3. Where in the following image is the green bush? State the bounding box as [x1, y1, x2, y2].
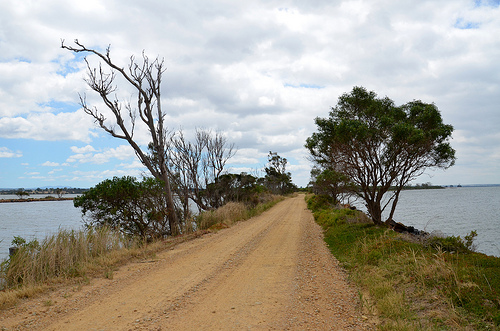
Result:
[427, 231, 477, 253]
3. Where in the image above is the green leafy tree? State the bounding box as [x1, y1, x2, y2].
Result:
[309, 166, 354, 203]
[73, 176, 172, 239]
[16, 188, 30, 199]
[306, 87, 455, 224]
[264, 151, 296, 194]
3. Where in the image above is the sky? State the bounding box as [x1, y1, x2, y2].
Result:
[0, 0, 500, 188]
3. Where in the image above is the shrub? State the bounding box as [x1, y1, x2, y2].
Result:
[427, 231, 477, 253]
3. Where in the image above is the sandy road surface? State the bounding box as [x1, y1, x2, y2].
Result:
[0, 195, 376, 330]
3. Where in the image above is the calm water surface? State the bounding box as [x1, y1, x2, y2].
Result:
[0, 200, 83, 261]
[378, 186, 500, 257]
[0, 187, 500, 260]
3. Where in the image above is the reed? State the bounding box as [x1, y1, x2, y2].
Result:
[1, 227, 131, 288]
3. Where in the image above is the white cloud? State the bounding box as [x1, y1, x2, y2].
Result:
[0, 0, 500, 187]
[66, 145, 135, 164]
[0, 147, 23, 158]
[42, 161, 60, 167]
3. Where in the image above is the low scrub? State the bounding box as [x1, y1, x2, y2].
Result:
[304, 196, 500, 330]
[0, 227, 174, 309]
[0, 195, 284, 309]
[196, 195, 283, 230]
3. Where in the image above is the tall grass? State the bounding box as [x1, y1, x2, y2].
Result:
[0, 195, 284, 309]
[304, 195, 500, 330]
[0, 228, 131, 288]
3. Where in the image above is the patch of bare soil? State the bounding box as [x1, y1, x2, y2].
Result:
[0, 195, 373, 330]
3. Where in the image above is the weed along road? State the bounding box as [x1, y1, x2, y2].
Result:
[0, 195, 376, 330]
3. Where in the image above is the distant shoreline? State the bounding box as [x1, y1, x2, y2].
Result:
[0, 198, 74, 203]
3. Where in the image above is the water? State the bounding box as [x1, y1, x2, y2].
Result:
[0, 187, 500, 260]
[356, 186, 500, 257]
[0, 200, 83, 261]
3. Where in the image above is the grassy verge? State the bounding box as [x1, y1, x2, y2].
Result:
[308, 196, 500, 330]
[0, 196, 284, 310]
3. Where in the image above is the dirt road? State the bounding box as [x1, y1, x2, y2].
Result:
[0, 195, 376, 330]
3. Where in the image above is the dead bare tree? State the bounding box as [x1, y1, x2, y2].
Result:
[61, 40, 180, 235]
[166, 129, 236, 210]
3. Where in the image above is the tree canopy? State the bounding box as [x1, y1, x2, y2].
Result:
[306, 87, 455, 224]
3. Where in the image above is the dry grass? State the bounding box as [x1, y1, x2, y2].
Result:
[308, 196, 500, 331]
[0, 196, 283, 309]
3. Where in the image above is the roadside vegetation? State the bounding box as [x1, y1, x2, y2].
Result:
[0, 193, 284, 309]
[306, 195, 500, 330]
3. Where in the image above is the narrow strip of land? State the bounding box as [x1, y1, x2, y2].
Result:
[0, 196, 376, 330]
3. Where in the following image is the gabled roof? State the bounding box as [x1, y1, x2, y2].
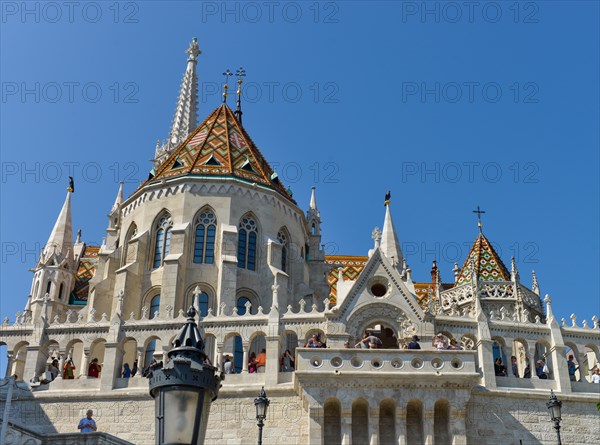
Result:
[456, 233, 510, 286]
[325, 255, 369, 304]
[144, 104, 295, 203]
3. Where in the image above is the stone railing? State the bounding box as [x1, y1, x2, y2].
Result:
[296, 348, 479, 380]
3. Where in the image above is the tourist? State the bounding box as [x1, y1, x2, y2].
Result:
[77, 409, 97, 433]
[304, 334, 323, 348]
[358, 332, 383, 349]
[431, 333, 448, 351]
[448, 338, 462, 351]
[248, 352, 256, 374]
[281, 349, 295, 372]
[123, 363, 131, 379]
[407, 335, 421, 349]
[88, 358, 102, 379]
[48, 359, 60, 381]
[256, 349, 267, 373]
[567, 355, 577, 382]
[535, 360, 548, 380]
[592, 368, 600, 383]
[510, 355, 519, 378]
[494, 357, 506, 377]
[223, 355, 234, 374]
[63, 357, 75, 379]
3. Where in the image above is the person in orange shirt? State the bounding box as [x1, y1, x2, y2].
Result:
[256, 349, 267, 372]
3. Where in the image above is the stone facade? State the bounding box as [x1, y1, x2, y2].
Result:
[0, 42, 600, 445]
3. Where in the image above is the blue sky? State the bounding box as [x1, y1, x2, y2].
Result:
[0, 1, 600, 346]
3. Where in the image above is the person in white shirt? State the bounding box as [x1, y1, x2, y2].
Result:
[592, 367, 600, 383]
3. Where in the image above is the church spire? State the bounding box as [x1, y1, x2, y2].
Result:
[42, 190, 73, 263]
[155, 37, 201, 163]
[379, 192, 403, 265]
[308, 185, 319, 213]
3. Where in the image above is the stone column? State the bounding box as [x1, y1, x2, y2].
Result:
[242, 341, 250, 374]
[340, 407, 352, 445]
[56, 351, 67, 379]
[79, 348, 90, 379]
[265, 328, 279, 386]
[308, 405, 324, 445]
[423, 404, 435, 445]
[4, 351, 15, 378]
[100, 342, 122, 391]
[396, 399, 406, 445]
[368, 407, 379, 445]
[215, 342, 224, 371]
[135, 348, 146, 379]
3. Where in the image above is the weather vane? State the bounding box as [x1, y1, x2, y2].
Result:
[473, 206, 485, 233]
[223, 68, 233, 103]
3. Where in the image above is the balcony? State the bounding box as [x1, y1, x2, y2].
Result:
[296, 348, 480, 384]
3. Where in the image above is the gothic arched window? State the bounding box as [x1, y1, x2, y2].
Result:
[277, 229, 289, 272]
[152, 213, 173, 269]
[148, 295, 160, 320]
[238, 215, 258, 270]
[194, 209, 217, 264]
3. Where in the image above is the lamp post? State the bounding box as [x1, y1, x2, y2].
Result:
[254, 386, 270, 445]
[148, 307, 223, 445]
[546, 390, 562, 445]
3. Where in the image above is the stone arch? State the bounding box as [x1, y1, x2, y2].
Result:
[351, 397, 369, 445]
[323, 397, 342, 445]
[346, 303, 419, 339]
[379, 399, 398, 445]
[188, 204, 219, 264]
[188, 282, 217, 317]
[433, 399, 452, 444]
[406, 399, 424, 445]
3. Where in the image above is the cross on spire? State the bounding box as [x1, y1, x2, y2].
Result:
[223, 68, 233, 103]
[473, 206, 485, 233]
[234, 66, 246, 124]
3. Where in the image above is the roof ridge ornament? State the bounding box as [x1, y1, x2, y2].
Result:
[223, 68, 233, 104]
[233, 66, 246, 125]
[473, 206, 485, 233]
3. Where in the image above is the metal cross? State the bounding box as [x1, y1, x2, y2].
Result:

┄┄┄┄┄┄

■ **Task details**:
Copy all of the records above word for word, leaving out the pictures.

■ **Task result**:
3. Where in the following image is the green bush? State the bounding box as [x1, y1, x2, y2].
Result:
[427, 231, 477, 253]
3. Where in the image above is the green leafy tree? State the bounding box as [x1, y1, x2, y2].
Result:
[309, 166, 354, 203]
[73, 176, 172, 239]
[16, 188, 30, 199]
[306, 87, 455, 224]
[264, 151, 296, 194]
3. Where in the image above is the sky? State the bounding box as [x1, y1, x2, y2].
Result:
[0, 0, 500, 188]
3. Where in the image above is the shrub? State the bounding box as [x1, y1, x2, y2].
Result:
[427, 231, 477, 253]
3. Where in the image above is the sandy road surface? State the bounding box as [x1, y1, x2, y2].
Result:
[0, 195, 376, 330]
3. Where in the image above is the calm water surface? State the bounding box as [x1, y1, x2, y2].
Result:
[0, 200, 83, 261]
[378, 186, 500, 257]
[0, 187, 500, 260]
3. Where in the image above is the reed? State the bounding box as [x1, y1, x2, y2].
Result:
[1, 227, 131, 288]
3. Where in the image above is the white cloud? State the bounding box as [x1, y1, x2, y2].
Result:
[0, 0, 500, 187]
[66, 145, 135, 164]
[0, 147, 23, 158]
[42, 161, 60, 167]
3. Where in the image above is the low scrub? State the bounding box as [x1, y1, x2, y2].
Result:
[304, 196, 500, 330]
[0, 227, 174, 309]
[0, 195, 284, 309]
[196, 195, 283, 230]
3. Where in the image above is the tall grass? State the bounding box as [x1, y1, x2, y2].
Result:
[0, 195, 284, 309]
[304, 195, 500, 330]
[0, 228, 131, 288]
3. Where in the image above is the patch of bare soil? State the bounding box as [x1, y1, x2, y2].
Result:
[0, 195, 373, 330]
3. Where in the image above is the weed along road? State the bounding box as [x1, y1, x2, y2].
Result:
[0, 195, 376, 330]
3. Where in the image above is the distant shoreline? State the bounding box as [x1, y1, x2, y2].
Result:
[0, 198, 74, 203]
3. Where in the image above is the water? State the bounding box as [x1, y1, x2, y2].
Result:
[0, 187, 500, 260]
[356, 186, 500, 257]
[0, 200, 83, 261]
3. Where in the image above is the grassy verge? State the bounding box as [x1, y1, x2, y2].
Result:
[308, 196, 500, 330]
[0, 196, 284, 310]
3. Where in the image above is the dirt road? State the bounding box as [x1, y1, x2, y2].
Result:
[0, 195, 376, 330]
3. Where in the image above is the dead bare tree? State the bounding box as [x1, y1, x2, y2].
Result:
[61, 40, 180, 235]
[166, 129, 236, 210]
3. Where in the image above is the tree canopy? State the bounding box as [x1, y1, x2, y2].
Result:
[306, 87, 455, 224]
3. Where in the image above is the dry grass? State the bounding box as [x1, y1, x2, y2].
Result:
[308, 196, 500, 331]
[0, 196, 283, 309]
3. Where in the image above is the roadside vegetation? State the bounding box as [x1, y1, x2, y2].
Result:
[0, 193, 284, 309]
[306, 195, 500, 330]
3. Where in the image above is the narrow strip of land? State the bounding box as [x1, y1, x2, y2].
Result:
[0, 196, 376, 330]
3. Where in the following image is the gabled roof? State the bounding box as [x1, y1, x2, y2].
Result:
[456, 233, 510, 286]
[325, 255, 369, 304]
[144, 104, 295, 203]
3. Where in the image above is the stone railing? State the bounding box as [x1, y1, x2, y2].
Result:
[296, 348, 479, 380]
3. Where in the image above is the tourist? State the bounding box as [x1, y1, x2, y2].
Result:
[77, 409, 97, 433]
[304, 334, 323, 348]
[358, 332, 383, 349]
[431, 333, 448, 351]
[448, 338, 462, 351]
[248, 352, 256, 374]
[281, 349, 295, 372]
[123, 363, 131, 379]
[407, 335, 421, 349]
[88, 358, 102, 379]
[48, 359, 60, 381]
[256, 349, 267, 373]
[567, 355, 577, 382]
[535, 360, 548, 380]
[592, 368, 600, 383]
[510, 355, 519, 378]
[494, 357, 506, 377]
[223, 355, 234, 374]
[63, 357, 75, 379]
3. Where in the image above is the person in orange shirt? State the bounding box as [x1, y1, x2, y2].
Result:
[256, 349, 267, 372]
3. Where in the image above is the stone facade? State the bounding box as [x1, y1, x2, y2].
Result:
[0, 42, 600, 445]
3. Where in the image above is the blue sky? State the bounding box as [x1, y1, x2, y2].
Result:
[0, 1, 600, 346]
3. Where in the image above is the person in white shirt? State the bounding box as [x1, y1, x2, y2].
Result:
[592, 367, 600, 383]
3. Where in the image above is the church spire? State the bounding box as [x1, y1, x2, y2].
Result:
[42, 190, 73, 263]
[155, 37, 201, 163]
[379, 192, 403, 265]
[308, 185, 319, 213]
3. Where in the image above is the stone column? State the bounding box as [x1, y1, x2, y2].
Result:
[242, 341, 250, 374]
[340, 407, 352, 445]
[56, 351, 67, 379]
[79, 348, 90, 379]
[265, 328, 279, 386]
[308, 405, 324, 445]
[423, 404, 435, 445]
[4, 351, 15, 378]
[100, 342, 122, 391]
[396, 399, 406, 445]
[368, 407, 379, 445]
[215, 342, 224, 371]
[135, 348, 146, 379]
3. Where in the image above is the weather vane? State the bounding box as [x1, y1, x2, y2].
Result:
[473, 206, 485, 233]
[223, 68, 233, 103]
3. Where in the image above is the balcony? State the bounding box as [x1, y1, x2, y2].
Result:
[296, 348, 480, 384]
3. Where in the image above is the gothic arched window? State the bounding box as [x1, y1, x2, y2].
Result:
[277, 229, 289, 272]
[152, 213, 173, 269]
[148, 295, 160, 320]
[238, 215, 258, 270]
[194, 209, 217, 264]
3. Where in the image above is the lamp post? State the bounding box as [x1, y1, x2, y2].
Result:
[254, 386, 270, 445]
[148, 307, 223, 445]
[546, 390, 562, 445]
3. Where in the image above is the stone arch? State the bounding box as [x1, y1, x2, y2].
Result:
[351, 397, 369, 445]
[323, 397, 342, 445]
[346, 303, 419, 339]
[379, 399, 398, 445]
[188, 204, 219, 264]
[188, 282, 217, 317]
[433, 399, 452, 444]
[406, 399, 424, 445]
3. Where in the image above is the cross on spire? State the bounding box as [x1, y1, x2, y2].
Result:
[223, 68, 233, 103]
[473, 206, 485, 233]
[234, 66, 246, 124]
3. Where in the image above is the roof ridge ornament? State the bounding box as [x1, y1, x2, y2].
Result:
[223, 68, 233, 104]
[233, 66, 246, 125]
[473, 206, 485, 233]
3. Where in the image above is the metal cross? State the bounding box as [x1, y1, x2, y2].
Result:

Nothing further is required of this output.